* _Entries_:
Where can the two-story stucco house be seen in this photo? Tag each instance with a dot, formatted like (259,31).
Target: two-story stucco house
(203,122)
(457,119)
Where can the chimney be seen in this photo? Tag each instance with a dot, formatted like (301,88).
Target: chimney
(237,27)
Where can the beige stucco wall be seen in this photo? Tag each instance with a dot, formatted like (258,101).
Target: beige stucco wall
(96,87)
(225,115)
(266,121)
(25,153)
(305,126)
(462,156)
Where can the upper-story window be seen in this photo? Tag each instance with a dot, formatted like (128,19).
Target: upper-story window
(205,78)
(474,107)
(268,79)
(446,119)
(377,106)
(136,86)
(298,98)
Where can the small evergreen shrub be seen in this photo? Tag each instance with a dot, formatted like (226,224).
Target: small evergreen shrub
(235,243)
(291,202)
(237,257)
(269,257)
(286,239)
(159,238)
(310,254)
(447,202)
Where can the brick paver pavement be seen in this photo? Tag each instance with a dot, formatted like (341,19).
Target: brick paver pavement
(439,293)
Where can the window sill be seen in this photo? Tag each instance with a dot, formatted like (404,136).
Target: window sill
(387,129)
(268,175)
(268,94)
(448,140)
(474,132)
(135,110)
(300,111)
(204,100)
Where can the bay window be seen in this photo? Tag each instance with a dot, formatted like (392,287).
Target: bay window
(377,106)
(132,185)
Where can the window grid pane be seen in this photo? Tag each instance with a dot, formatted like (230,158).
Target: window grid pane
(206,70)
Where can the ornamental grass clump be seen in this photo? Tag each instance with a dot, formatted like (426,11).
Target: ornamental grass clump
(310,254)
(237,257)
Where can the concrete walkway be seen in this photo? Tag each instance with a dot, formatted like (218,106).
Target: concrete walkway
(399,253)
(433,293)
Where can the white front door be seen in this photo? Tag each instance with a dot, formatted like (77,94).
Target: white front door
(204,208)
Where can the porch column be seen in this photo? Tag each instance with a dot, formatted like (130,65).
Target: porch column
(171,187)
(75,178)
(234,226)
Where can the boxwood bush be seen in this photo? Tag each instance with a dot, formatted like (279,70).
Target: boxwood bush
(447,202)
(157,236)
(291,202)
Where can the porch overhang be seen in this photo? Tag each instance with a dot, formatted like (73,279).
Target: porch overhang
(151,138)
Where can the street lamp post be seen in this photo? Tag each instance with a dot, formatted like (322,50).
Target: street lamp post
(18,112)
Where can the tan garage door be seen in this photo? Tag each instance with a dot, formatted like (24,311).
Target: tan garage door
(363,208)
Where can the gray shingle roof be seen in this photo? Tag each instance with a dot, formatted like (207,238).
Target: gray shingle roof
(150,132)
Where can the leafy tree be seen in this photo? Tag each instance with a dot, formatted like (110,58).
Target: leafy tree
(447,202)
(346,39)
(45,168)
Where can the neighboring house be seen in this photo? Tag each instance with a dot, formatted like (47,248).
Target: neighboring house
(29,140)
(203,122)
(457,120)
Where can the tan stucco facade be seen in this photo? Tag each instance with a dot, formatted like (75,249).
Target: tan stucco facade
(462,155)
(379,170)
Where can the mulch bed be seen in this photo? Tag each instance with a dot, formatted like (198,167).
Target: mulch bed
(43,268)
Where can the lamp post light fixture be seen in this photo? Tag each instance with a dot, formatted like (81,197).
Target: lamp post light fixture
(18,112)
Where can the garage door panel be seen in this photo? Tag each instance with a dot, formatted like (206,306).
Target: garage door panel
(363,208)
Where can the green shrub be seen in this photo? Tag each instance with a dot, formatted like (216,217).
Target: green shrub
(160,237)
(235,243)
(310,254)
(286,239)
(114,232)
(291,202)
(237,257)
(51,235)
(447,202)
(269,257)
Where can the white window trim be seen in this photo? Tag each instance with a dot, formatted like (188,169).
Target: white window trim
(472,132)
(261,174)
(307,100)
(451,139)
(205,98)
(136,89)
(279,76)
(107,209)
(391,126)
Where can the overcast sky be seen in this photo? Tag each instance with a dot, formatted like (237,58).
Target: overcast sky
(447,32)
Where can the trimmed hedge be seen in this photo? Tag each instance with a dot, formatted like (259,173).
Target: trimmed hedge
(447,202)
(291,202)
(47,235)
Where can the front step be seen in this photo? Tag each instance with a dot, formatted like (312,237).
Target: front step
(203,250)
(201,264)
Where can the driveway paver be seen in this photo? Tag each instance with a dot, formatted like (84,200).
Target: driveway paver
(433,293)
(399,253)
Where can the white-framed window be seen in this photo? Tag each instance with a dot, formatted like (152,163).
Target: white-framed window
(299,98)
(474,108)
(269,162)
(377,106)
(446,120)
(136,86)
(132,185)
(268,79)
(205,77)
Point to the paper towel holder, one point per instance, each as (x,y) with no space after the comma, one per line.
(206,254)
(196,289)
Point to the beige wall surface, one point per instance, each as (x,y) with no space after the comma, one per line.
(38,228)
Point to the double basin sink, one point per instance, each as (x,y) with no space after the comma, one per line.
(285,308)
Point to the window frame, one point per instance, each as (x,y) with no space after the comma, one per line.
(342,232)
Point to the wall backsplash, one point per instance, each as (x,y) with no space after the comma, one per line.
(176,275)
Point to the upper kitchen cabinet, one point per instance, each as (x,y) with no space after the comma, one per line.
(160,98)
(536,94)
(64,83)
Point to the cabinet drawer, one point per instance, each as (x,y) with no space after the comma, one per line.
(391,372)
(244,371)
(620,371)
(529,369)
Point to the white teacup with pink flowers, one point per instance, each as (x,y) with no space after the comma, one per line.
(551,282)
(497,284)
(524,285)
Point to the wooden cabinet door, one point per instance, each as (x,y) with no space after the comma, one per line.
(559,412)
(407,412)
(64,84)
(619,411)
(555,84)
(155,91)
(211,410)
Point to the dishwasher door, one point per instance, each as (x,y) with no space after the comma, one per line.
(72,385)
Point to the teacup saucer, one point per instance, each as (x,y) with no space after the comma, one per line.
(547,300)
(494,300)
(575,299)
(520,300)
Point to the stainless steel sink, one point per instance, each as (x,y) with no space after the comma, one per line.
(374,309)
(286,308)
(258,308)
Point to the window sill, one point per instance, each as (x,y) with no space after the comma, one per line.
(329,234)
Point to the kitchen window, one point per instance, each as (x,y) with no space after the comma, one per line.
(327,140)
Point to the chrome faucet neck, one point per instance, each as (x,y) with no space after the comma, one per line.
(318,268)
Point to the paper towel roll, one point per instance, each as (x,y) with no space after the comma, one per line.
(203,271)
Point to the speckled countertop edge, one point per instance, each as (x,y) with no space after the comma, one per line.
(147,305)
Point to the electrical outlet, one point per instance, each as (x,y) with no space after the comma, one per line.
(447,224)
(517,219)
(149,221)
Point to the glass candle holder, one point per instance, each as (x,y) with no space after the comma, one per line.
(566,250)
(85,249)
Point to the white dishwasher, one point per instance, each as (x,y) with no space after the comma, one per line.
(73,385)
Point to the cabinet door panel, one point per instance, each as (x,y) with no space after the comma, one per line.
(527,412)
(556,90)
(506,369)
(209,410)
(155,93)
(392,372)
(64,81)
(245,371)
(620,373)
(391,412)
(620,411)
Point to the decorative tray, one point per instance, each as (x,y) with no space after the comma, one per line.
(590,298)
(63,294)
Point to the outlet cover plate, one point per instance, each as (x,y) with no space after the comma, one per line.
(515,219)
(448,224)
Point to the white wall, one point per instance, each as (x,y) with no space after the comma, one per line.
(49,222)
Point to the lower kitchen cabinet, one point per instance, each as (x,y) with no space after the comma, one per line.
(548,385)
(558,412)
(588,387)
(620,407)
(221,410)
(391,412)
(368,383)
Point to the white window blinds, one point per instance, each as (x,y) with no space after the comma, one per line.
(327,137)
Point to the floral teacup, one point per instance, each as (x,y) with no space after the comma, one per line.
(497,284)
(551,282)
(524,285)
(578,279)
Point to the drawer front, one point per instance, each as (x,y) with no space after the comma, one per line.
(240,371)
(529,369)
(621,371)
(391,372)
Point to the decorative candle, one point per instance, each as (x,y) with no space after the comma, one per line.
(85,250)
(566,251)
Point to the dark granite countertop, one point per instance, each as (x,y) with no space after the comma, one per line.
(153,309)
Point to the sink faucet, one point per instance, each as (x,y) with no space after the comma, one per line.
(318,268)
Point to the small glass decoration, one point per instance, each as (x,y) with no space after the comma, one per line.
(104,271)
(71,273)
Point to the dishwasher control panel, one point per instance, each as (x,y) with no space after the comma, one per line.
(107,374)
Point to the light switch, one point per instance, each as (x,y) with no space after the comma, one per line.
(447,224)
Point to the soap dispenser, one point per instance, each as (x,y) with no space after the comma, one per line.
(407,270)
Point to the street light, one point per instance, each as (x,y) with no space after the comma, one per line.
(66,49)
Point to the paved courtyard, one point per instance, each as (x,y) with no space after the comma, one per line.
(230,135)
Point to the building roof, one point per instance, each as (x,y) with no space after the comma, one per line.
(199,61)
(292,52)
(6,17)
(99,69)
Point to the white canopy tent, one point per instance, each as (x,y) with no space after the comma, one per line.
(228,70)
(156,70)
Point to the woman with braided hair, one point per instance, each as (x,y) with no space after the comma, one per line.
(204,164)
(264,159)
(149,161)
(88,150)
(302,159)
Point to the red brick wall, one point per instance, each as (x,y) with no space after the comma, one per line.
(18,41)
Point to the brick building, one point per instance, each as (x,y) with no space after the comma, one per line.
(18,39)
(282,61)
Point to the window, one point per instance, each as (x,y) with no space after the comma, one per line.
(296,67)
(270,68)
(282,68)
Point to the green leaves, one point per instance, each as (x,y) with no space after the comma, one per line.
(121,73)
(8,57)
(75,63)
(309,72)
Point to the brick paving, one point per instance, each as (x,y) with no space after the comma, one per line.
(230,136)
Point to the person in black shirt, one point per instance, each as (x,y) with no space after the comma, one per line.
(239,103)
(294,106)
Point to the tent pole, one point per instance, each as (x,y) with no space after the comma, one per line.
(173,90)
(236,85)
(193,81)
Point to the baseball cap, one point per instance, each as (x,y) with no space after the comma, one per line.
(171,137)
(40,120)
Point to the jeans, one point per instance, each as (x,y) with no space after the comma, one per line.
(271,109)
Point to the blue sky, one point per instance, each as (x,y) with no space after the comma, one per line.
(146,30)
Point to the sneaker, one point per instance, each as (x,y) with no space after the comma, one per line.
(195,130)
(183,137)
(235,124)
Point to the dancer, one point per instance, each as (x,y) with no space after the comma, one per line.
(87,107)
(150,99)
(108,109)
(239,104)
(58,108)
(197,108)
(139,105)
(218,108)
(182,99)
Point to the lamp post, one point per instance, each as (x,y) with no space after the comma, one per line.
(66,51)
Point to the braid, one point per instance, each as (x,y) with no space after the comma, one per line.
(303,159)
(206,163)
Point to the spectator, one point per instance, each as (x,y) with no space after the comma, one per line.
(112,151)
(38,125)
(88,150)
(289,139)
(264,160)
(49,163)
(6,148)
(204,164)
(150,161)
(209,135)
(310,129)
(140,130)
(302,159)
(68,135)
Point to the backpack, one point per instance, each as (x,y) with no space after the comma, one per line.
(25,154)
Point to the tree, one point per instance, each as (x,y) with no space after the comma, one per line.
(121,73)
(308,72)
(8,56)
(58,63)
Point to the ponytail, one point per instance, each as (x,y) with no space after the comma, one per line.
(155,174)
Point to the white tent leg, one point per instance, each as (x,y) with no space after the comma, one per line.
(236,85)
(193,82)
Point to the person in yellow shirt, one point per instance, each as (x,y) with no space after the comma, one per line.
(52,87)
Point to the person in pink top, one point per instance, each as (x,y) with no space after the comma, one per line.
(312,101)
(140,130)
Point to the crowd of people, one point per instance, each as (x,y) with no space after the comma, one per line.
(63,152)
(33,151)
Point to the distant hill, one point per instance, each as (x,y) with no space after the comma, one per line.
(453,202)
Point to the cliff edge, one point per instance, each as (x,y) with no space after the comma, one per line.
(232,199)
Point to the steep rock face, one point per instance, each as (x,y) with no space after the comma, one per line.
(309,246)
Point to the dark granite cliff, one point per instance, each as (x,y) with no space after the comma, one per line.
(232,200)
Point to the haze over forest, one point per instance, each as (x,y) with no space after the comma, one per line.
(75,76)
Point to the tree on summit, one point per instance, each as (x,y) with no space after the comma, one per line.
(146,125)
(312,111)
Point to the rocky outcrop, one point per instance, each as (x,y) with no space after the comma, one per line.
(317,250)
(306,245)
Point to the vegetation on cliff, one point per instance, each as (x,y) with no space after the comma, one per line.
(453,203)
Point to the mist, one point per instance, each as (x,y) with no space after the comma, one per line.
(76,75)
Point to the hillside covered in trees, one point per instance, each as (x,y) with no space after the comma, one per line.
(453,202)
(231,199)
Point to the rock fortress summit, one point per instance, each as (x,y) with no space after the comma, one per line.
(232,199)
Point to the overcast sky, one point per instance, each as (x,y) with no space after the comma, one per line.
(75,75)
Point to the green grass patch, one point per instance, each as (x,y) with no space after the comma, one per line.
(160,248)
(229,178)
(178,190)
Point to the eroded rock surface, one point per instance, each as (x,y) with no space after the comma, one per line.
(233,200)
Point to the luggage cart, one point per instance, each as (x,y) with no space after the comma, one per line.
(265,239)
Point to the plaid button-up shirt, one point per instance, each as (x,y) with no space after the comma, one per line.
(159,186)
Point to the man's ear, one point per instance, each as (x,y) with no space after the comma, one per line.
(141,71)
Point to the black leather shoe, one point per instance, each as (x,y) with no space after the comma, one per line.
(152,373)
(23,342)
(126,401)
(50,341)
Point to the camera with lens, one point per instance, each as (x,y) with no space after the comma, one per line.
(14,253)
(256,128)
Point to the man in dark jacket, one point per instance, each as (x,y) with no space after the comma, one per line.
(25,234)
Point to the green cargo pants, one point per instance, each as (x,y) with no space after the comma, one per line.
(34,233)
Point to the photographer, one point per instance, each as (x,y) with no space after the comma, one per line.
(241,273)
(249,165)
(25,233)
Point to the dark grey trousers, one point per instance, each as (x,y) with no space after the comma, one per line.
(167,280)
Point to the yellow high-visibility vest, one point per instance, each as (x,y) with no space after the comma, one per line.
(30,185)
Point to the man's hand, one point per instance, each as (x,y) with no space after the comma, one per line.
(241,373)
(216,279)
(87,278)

* _Required work_: Take the line with "Point to the camera" and all lines after it through the end of the records, and write them out exactly; include nothing else.

* _The reply_:
Point to the camera with lens, one point per instance, each as (x,y) with no space after the comma, one per line.
(14,253)
(256,128)
Point to the man in dark jacket, one point per instance, each as (x,y) with no space after the comma, one per line.
(25,234)
Point to the green cargo pants, one point per instance, each as (x,y) with no space after the comma, one per line.
(34,233)
Point to the photographer, one point per instance, each as (x,y) with no space after the comma, one per line.
(241,273)
(249,165)
(25,233)
Point to the dark grey trousers, one point per instance, each as (x,y) with no space after the comma, one per line.
(167,280)
Point to the yellow high-visibility vest, one point per instance, each as (x,y) with no space after the comma, one per line.
(30,185)
Point to the man's hand, one point per instance, each as (x,y) with no space after the comma, one per line.
(241,373)
(216,279)
(87,278)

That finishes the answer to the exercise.